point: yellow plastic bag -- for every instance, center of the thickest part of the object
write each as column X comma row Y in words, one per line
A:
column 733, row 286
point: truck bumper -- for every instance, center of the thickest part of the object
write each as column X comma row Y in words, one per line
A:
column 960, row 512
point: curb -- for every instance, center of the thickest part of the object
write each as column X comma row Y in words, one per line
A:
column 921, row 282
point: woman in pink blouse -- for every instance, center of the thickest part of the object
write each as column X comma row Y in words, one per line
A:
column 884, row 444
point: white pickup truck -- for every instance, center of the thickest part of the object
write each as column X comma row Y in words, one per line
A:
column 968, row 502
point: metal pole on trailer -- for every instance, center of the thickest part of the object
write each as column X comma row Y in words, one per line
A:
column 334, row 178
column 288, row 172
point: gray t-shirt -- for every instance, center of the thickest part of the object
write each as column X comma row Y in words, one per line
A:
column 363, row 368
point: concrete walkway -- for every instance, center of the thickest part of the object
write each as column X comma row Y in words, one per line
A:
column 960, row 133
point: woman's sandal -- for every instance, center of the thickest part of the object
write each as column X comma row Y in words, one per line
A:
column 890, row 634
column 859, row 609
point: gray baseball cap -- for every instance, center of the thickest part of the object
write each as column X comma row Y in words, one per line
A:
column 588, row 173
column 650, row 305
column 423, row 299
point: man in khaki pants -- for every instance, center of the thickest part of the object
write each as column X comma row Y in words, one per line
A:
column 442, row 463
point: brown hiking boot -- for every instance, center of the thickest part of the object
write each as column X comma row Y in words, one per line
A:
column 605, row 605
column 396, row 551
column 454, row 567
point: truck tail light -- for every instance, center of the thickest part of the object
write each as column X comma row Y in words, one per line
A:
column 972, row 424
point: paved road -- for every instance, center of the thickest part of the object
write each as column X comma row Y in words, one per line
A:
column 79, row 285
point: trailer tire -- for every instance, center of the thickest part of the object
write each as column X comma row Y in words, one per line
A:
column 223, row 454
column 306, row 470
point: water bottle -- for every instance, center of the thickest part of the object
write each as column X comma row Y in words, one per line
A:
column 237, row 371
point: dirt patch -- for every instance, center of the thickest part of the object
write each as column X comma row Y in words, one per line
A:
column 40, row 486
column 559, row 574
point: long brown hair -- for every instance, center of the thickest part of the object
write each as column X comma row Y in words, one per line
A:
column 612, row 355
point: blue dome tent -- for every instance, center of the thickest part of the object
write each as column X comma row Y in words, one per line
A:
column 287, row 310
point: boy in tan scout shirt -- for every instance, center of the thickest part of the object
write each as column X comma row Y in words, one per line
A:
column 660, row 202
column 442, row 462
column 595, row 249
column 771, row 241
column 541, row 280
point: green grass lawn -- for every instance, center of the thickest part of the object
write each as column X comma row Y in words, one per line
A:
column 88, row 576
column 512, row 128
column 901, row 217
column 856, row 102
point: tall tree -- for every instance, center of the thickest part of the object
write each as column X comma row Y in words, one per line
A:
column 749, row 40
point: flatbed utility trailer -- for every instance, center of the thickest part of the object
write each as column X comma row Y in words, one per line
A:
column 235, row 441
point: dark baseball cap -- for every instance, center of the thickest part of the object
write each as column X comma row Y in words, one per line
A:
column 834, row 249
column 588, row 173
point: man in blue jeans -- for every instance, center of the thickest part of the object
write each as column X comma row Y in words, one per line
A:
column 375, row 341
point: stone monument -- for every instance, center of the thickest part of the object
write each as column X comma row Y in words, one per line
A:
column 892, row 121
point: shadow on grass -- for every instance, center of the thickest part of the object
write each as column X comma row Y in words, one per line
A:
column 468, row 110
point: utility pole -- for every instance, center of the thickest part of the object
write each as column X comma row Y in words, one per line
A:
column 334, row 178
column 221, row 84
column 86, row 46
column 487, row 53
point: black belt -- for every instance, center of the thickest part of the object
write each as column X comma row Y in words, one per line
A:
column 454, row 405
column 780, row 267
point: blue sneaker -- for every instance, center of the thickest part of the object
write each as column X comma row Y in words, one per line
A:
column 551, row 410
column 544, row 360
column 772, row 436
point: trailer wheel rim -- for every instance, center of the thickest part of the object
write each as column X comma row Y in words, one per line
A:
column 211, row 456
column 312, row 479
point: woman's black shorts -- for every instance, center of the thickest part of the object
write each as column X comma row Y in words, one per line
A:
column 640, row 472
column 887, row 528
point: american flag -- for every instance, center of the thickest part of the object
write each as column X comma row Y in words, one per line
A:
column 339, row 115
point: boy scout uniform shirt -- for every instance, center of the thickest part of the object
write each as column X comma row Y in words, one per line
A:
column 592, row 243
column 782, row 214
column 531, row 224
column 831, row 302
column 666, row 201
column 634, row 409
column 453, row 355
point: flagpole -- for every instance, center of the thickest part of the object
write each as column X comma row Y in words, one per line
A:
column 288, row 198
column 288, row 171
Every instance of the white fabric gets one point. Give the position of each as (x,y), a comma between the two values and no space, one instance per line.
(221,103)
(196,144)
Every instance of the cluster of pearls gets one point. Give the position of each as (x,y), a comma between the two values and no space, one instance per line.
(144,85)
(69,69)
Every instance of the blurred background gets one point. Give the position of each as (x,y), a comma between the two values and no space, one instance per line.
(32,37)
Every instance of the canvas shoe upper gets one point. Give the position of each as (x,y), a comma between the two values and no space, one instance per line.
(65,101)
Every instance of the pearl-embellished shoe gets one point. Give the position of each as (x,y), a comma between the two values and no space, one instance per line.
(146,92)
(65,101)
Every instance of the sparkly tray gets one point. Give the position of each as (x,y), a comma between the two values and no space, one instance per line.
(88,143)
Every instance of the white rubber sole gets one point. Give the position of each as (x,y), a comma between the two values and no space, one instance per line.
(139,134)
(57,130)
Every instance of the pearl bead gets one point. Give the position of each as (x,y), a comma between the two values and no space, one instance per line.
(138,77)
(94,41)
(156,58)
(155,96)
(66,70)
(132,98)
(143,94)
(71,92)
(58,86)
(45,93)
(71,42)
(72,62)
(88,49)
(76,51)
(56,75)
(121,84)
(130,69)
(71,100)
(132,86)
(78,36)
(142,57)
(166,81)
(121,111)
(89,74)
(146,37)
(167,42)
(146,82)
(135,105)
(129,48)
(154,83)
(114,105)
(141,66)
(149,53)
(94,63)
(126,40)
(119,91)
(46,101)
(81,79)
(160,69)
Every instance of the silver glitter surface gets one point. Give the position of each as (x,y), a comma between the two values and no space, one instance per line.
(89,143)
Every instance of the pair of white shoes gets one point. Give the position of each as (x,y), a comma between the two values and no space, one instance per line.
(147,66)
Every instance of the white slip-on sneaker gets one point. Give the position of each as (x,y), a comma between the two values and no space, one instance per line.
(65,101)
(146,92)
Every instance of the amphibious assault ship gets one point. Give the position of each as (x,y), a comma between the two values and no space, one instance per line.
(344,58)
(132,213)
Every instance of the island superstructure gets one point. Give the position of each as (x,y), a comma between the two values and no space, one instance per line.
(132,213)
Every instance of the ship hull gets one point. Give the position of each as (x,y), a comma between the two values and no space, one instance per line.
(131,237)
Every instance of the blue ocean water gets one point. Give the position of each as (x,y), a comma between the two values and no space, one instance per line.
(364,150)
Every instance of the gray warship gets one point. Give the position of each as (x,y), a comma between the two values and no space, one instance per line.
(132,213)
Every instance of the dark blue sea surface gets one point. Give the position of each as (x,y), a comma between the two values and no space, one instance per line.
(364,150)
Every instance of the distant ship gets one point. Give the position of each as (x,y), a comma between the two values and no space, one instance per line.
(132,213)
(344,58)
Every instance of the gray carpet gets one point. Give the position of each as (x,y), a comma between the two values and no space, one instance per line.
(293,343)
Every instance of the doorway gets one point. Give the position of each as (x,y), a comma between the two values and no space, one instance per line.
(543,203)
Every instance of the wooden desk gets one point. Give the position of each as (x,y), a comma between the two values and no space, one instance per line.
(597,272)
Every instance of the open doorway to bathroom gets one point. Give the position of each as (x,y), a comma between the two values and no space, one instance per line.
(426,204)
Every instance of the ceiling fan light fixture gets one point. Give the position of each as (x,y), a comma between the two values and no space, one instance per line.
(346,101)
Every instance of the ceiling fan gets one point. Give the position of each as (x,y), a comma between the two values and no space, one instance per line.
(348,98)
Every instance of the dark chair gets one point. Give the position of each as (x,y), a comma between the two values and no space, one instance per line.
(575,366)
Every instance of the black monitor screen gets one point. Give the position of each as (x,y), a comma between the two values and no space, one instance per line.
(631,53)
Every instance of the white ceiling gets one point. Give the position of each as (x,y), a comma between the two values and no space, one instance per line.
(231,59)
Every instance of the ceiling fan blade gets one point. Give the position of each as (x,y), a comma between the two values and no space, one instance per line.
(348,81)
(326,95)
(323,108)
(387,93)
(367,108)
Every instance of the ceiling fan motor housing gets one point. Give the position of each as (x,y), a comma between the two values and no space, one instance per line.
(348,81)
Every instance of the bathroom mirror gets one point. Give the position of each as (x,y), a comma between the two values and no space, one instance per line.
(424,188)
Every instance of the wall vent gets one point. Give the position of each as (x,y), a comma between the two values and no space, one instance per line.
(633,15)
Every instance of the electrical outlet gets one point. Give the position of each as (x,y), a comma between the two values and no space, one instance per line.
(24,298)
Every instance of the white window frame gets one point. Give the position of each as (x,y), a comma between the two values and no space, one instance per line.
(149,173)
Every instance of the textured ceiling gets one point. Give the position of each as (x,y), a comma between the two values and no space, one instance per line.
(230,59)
++++
▶ [CHALLENGE]: Write out the lines above from the one containing "Every instance of the electrical" through the last, exactly as they are.

▶ [RESPONSE TO THIS EXERCISE]:
Every instance of the electrical outlet gets one point. Give the position of each as (x,y), a comma between the two values and no space, one instance per line.
(24,298)
Every instance of the white window frame gets one point. Give the position of each as (x,y), a comma between the two values and no space, one instance per line.
(149,173)
Every instance of the textured ceiling gets one point. Give the position of each as (x,y), a comma between the two values and no space, one instance per line.
(230,59)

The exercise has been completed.